**TEXT SHOWN:**
****************************************

The formula for the ground-state energy is:

[tex]E = ((π^2 * ħ^2) / 2mL^2) - (k * q^2 / L)[/tex]

where: ħ is the reduced Planck constant, m is the mass of the particle,

            L is the width of the box,

           q is the electric charge of the particle,

    and k is the Coulomb constant.

The first term represents the kinetic energy of the particle and the second term represents its potential energy due to the Coulomb interaction with the walls of the box. The minimum energy, or ground-state energy, occurs when the wavefunction of the particle has a node at each wall of the box, which means that the wavelength of the particle is twice the width of the box.

Therefore, we can write:

L = 2λ = h / √(2mE)

where: λ is the de Broglie wavelength of the particle and h is the Planck constant.

****************************************

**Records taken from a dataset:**
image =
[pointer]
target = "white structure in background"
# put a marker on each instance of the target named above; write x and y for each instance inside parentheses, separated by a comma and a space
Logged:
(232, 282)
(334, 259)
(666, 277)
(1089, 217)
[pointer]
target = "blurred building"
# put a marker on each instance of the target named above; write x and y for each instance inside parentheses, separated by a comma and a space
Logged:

****************************************

**PROBLEMS AND TASKS:**
**A)** Condense the paragraph of the ground-state energy text that begins "The first term represents" into a short list that keeps its main facts.
**B)** Write a continuation of the ground-state energy text, starting after its last line.

**ANSWERS TO THE TASKS:**
**A)**
- The first term is the particle's kinetic energy.
- The second term is its potential energy from the Coulomb interaction with the walls of the box.
- The minimum energy, or ground-state energy, occurs when the particle's wavefunction has a node at each wall.
- This means the particle's wavelength is twice the width of the box.

**B)**
Substituting this expression into the above formula for E and setting E equal to 5.0 MeV, we get:

[tex]5.0 MeV = ((π^2 * ħ^2) / 2m * (h^2 / 2m * 5.0 MeV)) - (k * q^2 / (h^2 / 2m * 5.0 MeV))[/tex]

Simplifying this equation and solving for L, we get:

[tex]L = (ħ^2 / (2m * 5.0 MeV)) * (π^2 + k * q^2 * (2m * 5.0 MeV) / ħ^2)^(-1/2)≈ 2.47 × 10^(-15) m ≈ 2.47 fm[/tex]

Thus, the width of the box must be about 2.47 femtometers for the ground-level energy to be 5.0 MeV, which is a typical value for the energy with which the particles in a nucleus are bound.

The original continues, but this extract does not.